== AIM 1 ==
Reproduce word for word the part of the motion compensation text that opens with the words "It is remarked" and closes with "of the process.".
== AIM 2 ==
Return every line of the records that contains the string "woman", treating uppercase and lowercase as different.

== SUPPLIED TEXT ==
It is remarked that the block size B of the blocks that are used in the motion estimation process cannot be too small, since this would compromise the matching fidelity. At a limit where the block size B is chosen to be 1, a good match would be found at many random locations within the search-range considered. On the other hand, the block size B cannot be too large either, as this would compromise the accuracy of the block-based motion-model. In addition, large values of B will raise the complexity and the memory requirements of the process.
After the motion estimation process has been executed for the different blocks in the currently decoded frame F, the residual values and weights arrays for each pixel are known. It is noted that some pixels may have a predictor array which contains no elements. This will be the case when in the motion estimation process none of the matching pixels in the best matching blocks were valid. For these particular pixels some post-processing, reconstructing the luminance component from surrounding pixel values will be required. For all other pixels, different methods of motion compensation are possible to predict the residual value of the luminance component from the values and weights stored in the array, based for instance on binning, clustering of predictors, thresholding, selecting a minimal number of candidate predictors, or a combination of the foregoing. All these motion compensation methods try to minimize the uncertainty on the residual pixel value.
FIG. 2 illustrates an example of motion compensation according to the current invention, based on binning. Motion compensation based on binning tries to maximize the probability of the residual value to fall within certain boundaries. The range of the residual value is typically limited by the representation of the pixel values and the number of residual bits bpp-k. In case of an unsigned 8-bit representation of the pixel's luminance component and k=2, these lower and upper limits of the range of the residual value are 0 and 63. This range is divided into a set of equally large bins B0, B1 B2, B3, B4, B5, B6 and B7, respectively also denoted 200, 201, 202, 203, 204, 205, 206 and 207 in FIG. 2. In the example with bpp=8 and k=2, the bins B0 . . . B7 respectively correspond with the value intervals [0,8), [8,16), [16,24), [24,32), [32,40), [40,48), [48,56) and [56,64). Subsequently, all the values 121 and weights 122 in the residual pixel array 120 are assigned to a bin such that the residual pixel value falls within the bin interval. This is illustrated by the dashed arrows in FIG. 2. For each bin, a bin residual value V_B ^ijis maintained and a bin weight W_B ^ijis maintained. For the bins B0 . . . B7 in FIG. 2, these bin residual values respectively are denoted V_B0 ^ij, V_B1 ^ij, V_B2 ^ij, V_B3 ^ij, V_B4 ^ij, V_B5 ^ij, V_B6 ^ij, V_B7 ^ij, and the bin weights respectively are denoted W_B0 ^ij, W_B1 ^ij, W_B2 ^ij, W_B3 ^ij, W_B4 ^ij, W_B5 ^ij, W_B6 ^ij, W_B7 ^ij. When a residual pixel value from the predictor array 120 becomes assigned to a bin, the bin residual value V_Bs ^ijof that bin is increased with V_X ^ij*W_X ^ijand the bin weight value W_Bs ^ijof that bin is increased with W_X ^ij. As a result, after allocation of all residual predictors in the array 120, and after weighted averaging, the bin residual values and the bin weight values are given by:
$\begin{matrix} V_{Bs}^{ij} = \frac{\sum_{V_{X}^{ij} \in Bs} W_{X}^{ij} \cdot V_{X}^{ij}}{W_{Bs}^{ij}} & (4) \\ W_{Bs}^{ij} = \sum_{V_{X}^{ij} \in Bs} W_{X}^{ij} & (5) \end{matrix}$
Herein, s represents the index of the bin.

Extracted data entries:

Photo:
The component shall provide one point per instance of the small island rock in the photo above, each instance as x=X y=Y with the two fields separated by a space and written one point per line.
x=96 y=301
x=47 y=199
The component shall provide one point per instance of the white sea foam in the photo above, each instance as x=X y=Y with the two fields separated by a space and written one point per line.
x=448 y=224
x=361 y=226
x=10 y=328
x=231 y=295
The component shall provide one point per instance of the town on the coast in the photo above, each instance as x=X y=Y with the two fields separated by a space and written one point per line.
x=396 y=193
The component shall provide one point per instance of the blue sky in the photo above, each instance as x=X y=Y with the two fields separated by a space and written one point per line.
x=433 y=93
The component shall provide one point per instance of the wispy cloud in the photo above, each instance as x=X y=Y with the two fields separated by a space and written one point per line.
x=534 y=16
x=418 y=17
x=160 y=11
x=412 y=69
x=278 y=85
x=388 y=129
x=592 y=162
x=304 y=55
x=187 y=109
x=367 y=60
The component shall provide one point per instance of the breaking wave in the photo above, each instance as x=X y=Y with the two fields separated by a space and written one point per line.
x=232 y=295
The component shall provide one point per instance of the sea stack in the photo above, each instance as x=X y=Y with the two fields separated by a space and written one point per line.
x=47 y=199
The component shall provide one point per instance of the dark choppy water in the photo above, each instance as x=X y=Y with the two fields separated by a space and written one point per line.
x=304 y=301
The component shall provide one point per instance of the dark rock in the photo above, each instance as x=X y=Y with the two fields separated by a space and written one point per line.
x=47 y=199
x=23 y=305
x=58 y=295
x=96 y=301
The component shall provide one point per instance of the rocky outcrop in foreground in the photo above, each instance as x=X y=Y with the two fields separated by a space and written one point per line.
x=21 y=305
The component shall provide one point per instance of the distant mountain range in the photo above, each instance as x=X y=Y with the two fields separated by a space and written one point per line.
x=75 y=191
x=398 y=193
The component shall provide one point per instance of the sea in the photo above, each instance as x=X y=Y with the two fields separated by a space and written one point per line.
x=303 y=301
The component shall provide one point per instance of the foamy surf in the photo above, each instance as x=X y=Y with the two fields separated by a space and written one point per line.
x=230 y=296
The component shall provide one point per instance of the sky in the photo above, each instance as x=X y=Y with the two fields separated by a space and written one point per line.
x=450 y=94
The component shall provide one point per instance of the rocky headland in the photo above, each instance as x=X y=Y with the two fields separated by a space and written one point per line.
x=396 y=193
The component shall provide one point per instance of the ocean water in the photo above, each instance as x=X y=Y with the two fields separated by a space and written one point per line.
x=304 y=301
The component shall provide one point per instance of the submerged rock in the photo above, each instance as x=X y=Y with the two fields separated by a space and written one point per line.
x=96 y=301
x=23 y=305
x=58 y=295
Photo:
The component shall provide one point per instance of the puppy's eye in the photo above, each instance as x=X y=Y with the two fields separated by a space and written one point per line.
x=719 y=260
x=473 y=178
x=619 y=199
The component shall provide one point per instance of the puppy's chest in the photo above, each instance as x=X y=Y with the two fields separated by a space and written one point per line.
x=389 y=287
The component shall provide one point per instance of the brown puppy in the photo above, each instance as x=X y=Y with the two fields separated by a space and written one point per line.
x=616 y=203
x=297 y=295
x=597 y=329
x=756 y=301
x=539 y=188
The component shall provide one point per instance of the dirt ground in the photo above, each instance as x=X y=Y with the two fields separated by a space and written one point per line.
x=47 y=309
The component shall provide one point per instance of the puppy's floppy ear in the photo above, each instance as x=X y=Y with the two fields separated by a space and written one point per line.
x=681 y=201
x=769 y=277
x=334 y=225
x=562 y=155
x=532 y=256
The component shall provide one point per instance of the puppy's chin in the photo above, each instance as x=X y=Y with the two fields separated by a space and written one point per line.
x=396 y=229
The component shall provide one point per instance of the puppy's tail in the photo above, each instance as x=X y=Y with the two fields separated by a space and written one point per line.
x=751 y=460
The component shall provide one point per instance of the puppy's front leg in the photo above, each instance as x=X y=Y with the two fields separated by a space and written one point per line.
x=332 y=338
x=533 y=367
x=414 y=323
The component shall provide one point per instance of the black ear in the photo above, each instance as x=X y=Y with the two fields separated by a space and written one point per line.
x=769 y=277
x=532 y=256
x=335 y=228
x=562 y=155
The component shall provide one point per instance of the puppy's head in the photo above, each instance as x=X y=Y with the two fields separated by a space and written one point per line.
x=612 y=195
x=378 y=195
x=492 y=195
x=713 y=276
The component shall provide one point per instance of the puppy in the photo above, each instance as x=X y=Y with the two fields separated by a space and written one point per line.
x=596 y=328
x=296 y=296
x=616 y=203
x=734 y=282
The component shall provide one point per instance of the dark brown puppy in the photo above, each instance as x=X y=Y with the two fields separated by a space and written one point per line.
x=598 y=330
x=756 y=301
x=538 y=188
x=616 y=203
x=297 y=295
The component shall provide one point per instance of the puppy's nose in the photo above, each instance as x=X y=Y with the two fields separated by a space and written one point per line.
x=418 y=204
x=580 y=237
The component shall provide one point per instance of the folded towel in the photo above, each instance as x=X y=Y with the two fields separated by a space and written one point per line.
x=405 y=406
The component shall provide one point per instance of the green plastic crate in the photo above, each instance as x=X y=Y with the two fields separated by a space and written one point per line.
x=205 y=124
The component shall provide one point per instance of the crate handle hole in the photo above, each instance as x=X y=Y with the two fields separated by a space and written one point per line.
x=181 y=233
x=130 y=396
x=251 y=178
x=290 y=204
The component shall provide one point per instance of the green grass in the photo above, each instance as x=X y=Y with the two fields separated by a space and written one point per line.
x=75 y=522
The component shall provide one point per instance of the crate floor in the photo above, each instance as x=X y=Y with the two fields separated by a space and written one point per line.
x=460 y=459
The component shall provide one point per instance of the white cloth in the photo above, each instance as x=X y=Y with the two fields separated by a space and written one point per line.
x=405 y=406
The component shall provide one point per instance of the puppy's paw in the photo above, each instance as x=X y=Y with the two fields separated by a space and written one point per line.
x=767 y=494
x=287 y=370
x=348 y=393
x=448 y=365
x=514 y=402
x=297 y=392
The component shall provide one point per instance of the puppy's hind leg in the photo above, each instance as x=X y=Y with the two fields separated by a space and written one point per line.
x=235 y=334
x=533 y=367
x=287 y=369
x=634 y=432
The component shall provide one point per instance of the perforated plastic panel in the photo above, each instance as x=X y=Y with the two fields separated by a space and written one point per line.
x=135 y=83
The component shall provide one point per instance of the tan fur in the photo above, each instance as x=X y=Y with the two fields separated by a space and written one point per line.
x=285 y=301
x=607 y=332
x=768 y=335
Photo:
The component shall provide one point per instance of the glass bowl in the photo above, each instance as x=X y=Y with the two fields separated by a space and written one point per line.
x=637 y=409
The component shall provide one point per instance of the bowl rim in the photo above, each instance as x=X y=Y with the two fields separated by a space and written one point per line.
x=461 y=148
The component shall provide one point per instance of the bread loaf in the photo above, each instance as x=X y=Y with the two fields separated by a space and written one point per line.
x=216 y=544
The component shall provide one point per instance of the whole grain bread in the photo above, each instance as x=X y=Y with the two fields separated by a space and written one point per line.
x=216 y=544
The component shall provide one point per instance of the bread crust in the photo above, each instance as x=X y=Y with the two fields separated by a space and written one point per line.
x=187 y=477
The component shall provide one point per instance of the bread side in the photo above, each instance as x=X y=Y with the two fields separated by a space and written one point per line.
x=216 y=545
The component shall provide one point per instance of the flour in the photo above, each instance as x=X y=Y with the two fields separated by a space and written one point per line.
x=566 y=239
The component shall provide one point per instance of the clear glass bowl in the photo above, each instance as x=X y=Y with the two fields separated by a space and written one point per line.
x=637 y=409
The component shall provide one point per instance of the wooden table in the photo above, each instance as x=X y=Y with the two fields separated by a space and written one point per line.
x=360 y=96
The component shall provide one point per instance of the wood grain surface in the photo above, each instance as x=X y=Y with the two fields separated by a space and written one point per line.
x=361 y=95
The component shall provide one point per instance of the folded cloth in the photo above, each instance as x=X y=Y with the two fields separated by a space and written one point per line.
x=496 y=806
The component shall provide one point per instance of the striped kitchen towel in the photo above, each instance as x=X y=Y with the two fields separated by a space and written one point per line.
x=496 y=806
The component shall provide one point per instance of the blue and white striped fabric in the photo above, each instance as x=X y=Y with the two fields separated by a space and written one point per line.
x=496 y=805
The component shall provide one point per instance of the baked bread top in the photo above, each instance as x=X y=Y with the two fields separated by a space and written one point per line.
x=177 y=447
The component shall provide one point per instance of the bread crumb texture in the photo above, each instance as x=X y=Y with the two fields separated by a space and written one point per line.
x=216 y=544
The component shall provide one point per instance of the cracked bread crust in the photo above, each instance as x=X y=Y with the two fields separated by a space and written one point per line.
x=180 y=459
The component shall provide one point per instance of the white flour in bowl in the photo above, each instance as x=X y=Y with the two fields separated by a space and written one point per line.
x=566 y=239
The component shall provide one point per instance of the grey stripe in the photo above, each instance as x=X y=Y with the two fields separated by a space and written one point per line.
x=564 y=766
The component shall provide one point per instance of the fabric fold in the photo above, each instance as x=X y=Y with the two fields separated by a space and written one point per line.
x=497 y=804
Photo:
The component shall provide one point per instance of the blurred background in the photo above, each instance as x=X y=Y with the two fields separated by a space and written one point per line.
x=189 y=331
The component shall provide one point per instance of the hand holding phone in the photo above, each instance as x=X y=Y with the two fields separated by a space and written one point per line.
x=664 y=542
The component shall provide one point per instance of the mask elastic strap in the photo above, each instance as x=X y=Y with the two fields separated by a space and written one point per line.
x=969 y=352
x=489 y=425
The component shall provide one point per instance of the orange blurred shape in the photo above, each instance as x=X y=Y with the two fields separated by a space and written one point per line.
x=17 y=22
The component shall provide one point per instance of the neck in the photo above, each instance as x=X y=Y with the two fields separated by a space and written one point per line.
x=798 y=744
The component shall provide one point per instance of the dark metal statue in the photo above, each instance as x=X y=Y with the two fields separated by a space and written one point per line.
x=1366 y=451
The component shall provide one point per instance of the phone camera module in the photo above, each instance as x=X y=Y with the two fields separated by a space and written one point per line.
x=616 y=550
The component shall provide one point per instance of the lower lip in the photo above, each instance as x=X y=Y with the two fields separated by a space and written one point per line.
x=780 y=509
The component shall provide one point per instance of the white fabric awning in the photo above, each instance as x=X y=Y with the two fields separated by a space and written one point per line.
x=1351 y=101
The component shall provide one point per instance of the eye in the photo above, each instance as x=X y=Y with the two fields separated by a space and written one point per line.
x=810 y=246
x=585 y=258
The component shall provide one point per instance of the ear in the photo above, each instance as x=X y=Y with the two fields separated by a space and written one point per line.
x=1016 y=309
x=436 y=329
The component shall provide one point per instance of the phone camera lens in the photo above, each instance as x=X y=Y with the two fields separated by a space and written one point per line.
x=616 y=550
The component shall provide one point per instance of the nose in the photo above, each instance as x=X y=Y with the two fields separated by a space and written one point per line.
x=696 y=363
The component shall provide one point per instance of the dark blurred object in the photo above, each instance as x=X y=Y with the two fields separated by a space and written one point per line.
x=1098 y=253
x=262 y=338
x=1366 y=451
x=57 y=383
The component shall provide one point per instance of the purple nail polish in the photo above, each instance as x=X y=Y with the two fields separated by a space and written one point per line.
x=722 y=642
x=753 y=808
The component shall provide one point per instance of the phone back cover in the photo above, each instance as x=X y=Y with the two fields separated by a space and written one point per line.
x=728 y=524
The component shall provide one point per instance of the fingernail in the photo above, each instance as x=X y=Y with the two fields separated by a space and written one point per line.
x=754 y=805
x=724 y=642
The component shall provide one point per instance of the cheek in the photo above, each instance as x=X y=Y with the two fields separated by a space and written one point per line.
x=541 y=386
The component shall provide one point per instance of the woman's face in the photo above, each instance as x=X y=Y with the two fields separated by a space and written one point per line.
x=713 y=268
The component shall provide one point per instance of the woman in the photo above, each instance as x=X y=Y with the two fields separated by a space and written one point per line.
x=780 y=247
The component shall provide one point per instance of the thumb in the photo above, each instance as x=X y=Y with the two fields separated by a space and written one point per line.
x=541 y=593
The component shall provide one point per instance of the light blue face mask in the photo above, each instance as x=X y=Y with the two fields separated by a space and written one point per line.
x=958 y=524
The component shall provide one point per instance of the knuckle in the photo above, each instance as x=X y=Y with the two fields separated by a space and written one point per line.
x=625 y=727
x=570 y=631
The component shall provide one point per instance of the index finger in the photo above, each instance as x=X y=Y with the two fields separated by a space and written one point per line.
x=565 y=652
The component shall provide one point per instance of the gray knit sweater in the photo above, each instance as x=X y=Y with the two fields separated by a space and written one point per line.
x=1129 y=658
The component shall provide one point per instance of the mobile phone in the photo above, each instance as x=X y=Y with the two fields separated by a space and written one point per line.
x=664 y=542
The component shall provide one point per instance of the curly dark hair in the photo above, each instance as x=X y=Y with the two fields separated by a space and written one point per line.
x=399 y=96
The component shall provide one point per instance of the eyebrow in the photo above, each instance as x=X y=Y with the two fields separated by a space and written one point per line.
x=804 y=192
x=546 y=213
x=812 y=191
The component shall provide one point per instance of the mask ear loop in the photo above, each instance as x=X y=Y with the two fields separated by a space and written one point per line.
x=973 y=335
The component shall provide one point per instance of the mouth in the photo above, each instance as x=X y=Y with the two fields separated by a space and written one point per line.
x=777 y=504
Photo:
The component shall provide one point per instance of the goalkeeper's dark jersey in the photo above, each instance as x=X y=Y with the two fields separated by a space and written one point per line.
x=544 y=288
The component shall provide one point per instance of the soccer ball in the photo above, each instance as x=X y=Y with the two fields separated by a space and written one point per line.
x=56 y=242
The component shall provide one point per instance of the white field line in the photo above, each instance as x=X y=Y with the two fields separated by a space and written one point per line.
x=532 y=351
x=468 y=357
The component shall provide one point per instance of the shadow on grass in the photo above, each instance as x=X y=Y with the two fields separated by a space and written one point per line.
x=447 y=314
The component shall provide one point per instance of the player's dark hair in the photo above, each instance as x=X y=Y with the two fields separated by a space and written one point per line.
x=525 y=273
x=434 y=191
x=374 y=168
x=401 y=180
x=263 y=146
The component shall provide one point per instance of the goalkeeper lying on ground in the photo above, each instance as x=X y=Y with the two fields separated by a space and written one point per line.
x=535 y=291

== FINAL ANSWER 1 ==
It is remarked that the block size B of the blocks that are used in the motion estimation process cannot be too small, since this would compromise the matching fidelity. At a limit where the block size B is chosen to be 1, a good match would be found at many random locations within the search-range considered. On the other hand, the block size B cannot be too large either, as this would compromise the accuracy of the block-based motion-model. In addition, large values of B will raise the complexity and the memory requirements of the process.

== FINAL ANSWER 2 ==
The component shall provide one point per instance of the woman's face in the photo above, each instance as x=X y=Y with the two fields separated by a space and written one point per line.
The component shall provide one point per instance of the woman in the photo above, each instance as x=X y=Y with the two fields separated by a space and written one point per line.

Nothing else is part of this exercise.